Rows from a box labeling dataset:
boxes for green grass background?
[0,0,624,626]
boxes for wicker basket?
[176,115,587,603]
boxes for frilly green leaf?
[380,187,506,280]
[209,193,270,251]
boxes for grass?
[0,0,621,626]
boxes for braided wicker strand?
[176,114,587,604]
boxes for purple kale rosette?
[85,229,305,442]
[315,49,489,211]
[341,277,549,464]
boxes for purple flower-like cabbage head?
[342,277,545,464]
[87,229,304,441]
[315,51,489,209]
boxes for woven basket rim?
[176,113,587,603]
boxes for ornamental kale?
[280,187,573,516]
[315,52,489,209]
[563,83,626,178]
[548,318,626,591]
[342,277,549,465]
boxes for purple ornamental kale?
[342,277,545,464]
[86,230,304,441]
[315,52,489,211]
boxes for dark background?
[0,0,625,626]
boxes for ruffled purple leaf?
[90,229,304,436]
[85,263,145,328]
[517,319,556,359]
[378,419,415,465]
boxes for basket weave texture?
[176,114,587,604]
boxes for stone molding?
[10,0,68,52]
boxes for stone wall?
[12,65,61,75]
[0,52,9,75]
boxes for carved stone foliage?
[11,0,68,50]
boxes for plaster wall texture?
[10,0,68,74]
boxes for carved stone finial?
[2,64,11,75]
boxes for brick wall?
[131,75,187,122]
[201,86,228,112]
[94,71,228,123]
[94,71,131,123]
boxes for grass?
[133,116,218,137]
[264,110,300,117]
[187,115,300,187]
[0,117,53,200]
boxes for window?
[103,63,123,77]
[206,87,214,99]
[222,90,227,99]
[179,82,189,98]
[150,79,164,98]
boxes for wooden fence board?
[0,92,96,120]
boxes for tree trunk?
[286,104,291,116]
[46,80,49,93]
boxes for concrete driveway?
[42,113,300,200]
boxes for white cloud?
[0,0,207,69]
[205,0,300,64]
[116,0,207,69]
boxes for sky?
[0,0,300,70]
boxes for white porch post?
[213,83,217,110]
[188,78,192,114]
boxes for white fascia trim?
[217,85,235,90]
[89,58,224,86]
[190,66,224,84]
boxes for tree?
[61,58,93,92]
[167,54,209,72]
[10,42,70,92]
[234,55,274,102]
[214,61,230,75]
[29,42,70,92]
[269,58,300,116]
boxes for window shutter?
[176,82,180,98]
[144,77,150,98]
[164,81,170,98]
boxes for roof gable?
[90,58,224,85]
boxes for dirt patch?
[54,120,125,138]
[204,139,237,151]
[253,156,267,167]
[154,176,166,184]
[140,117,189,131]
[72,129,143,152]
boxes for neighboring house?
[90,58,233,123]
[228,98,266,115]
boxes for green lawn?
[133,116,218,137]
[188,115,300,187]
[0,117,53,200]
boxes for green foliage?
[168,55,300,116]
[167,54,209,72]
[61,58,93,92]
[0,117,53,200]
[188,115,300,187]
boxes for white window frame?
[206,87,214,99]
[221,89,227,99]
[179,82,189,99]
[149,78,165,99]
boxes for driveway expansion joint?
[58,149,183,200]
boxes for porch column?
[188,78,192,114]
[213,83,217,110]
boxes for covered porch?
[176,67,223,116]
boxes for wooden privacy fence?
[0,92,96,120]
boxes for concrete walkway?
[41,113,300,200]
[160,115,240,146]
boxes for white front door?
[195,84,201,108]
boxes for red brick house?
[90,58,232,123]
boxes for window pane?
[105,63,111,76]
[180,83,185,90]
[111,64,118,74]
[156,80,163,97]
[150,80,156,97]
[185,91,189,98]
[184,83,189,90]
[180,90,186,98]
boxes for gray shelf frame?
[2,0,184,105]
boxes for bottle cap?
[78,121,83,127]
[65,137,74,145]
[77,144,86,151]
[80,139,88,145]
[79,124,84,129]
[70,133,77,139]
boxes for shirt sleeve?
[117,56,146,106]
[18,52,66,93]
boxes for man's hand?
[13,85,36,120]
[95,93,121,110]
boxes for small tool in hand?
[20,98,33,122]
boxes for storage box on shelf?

Set task >> Present every line of the entries above as a numbered list, omitting any blank lines.

Response to the task >>
1. boxes for green grass background?
2. [0,0,624,626]
3. boxes for wicker basket?
4. [176,115,587,603]
5. boxes for frilly green leaf?
6. [380,187,506,280]
7. [209,193,270,251]
8. boxes for grass?
9. [0,0,621,626]
10. boxes for braided wicker strand?
11. [176,114,587,604]
12. boxes for purple kale rosette?
13. [85,229,305,442]
14. [315,49,489,211]
15. [341,277,549,464]
16. boxes for purple flower-like cabbage head?
17. [342,277,545,464]
18. [87,229,304,441]
19. [315,51,489,209]
20. boxes for woven basket rim?
21. [176,113,587,603]
22. boxes for ornamental kale?
23. [280,187,573,516]
24. [315,52,489,209]
25. [563,83,626,178]
26. [548,318,626,591]
27. [342,277,549,465]
28. boxes for purple ornamental kale?
29. [342,277,545,464]
30. [86,230,304,441]
31. [315,52,489,211]
32. boxes for dark background?
33. [0,0,625,626]
34. boxes for ruffled purple leaf?
35. [90,229,304,436]
36. [85,263,145,328]
37. [517,319,556,359]
38. [378,419,415,465]
39. boxes for basket weave texture?
40. [176,114,587,604]
41. boxes for stone molding?
42. [10,0,68,52]
43. boxes for stone wall?
44. [12,65,61,75]
45. [0,52,9,75]
46. boxes for carved stone foliage?
47. [11,0,68,50]
48. boxes for plaster wall texture?
49. [10,0,68,74]
50. boxes for carved stone finial?
51. [2,64,11,75]
52. boxes for brick wall?
53. [131,75,187,122]
54. [201,86,228,112]
55. [94,71,228,123]
56. [94,71,131,123]
57. boxes for grass?
58. [133,116,218,137]
59. [264,110,300,117]
60. [187,115,300,187]
61. [0,117,53,200]
62. boxes for window?
63. [103,63,123,77]
64. [206,87,214,99]
65. [222,90,227,99]
66. [179,82,189,98]
67. [150,79,164,98]
68. boxes for wooden fence board?
69. [0,92,96,120]
70. boxes for tree trunk?
71. [286,104,291,116]
72. [46,80,49,93]
73. boxes for concrete driveway?
74. [42,113,300,200]
75. boxes for white cloud?
76. [0,0,207,69]
77. [205,0,300,64]
78. [116,0,207,69]
79. boxes for sky?
80. [0,0,300,70]
81. boxes for white porch post?
82. [213,83,217,110]
83. [188,78,192,114]
84. boxes for white fascia trim?
85. [217,85,235,90]
86. [89,58,224,86]
87. [190,66,224,84]
88. boxes for tree?
89. [61,58,93,92]
90. [167,54,209,72]
91. [10,42,70,92]
92. [234,55,274,102]
93. [214,61,230,75]
94. [29,42,70,92]
95. [269,58,300,116]
96. boxes for window shutter?
97. [176,82,180,98]
98. [144,77,150,98]
99. [164,81,170,98]
100. boxes for roof gable?
101. [90,58,224,85]
102. boxes for dirt patch?
103. [54,120,125,138]
104. [204,139,237,151]
105. [253,156,267,167]
106. [154,176,166,184]
107. [140,117,189,131]
108. [72,129,143,152]
109. boxes for neighboring house?
110. [90,58,233,123]
111. [228,98,266,115]
112. boxes for green lawn?
113. [133,116,218,137]
114. [188,115,300,187]
115. [0,117,53,200]
116. boxes for green foliage?
117. [168,55,300,116]
118. [167,54,209,72]
119. [61,58,93,92]
120. [0,117,53,200]
121. [188,115,300,187]
122. boxes for white window frame?
123. [206,87,214,99]
124. [221,89,227,99]
125. [179,82,189,99]
126. [149,78,165,99]
127. boxes for driveway expansion joint?
128. [58,149,183,200]
129. boxes for porch column?
130. [188,78,192,114]
131. [213,83,217,110]
132. boxes for covered porch?
133. [176,67,223,116]
134. boxes for wooden privacy fence?
135. [0,92,96,120]
136. boxes for concrete walkway?
137. [41,113,300,200]
138. [160,115,240,146]
139. boxes for white front door?
140. [195,84,201,108]
141. boxes for red brick house?
142. [90,58,232,123]
143. boxes for window pane?
144. [105,63,111,76]
145. [180,83,185,90]
146. [111,64,118,74]
147. [156,80,163,97]
148. [150,80,156,97]
149. [185,91,189,98]
150. [184,83,189,90]
151. [180,90,186,98]
152. boxes for gray shelf frame?
153. [2,0,184,105]
154. boxes for bottle cap?
155. [78,121,83,127]
156. [65,137,74,145]
157. [77,144,86,151]
158. [80,139,88,145]
159. [79,124,84,129]
160. [70,133,77,139]
161. boxes for shirt sleeve?
162. [117,56,146,106]
163. [18,52,66,93]
164. boxes for man's hand?
165. [13,85,36,120]
166. [95,93,121,110]
167. boxes for small tool in hand?
168. [20,98,33,122]
169. boxes for storage box on shelf?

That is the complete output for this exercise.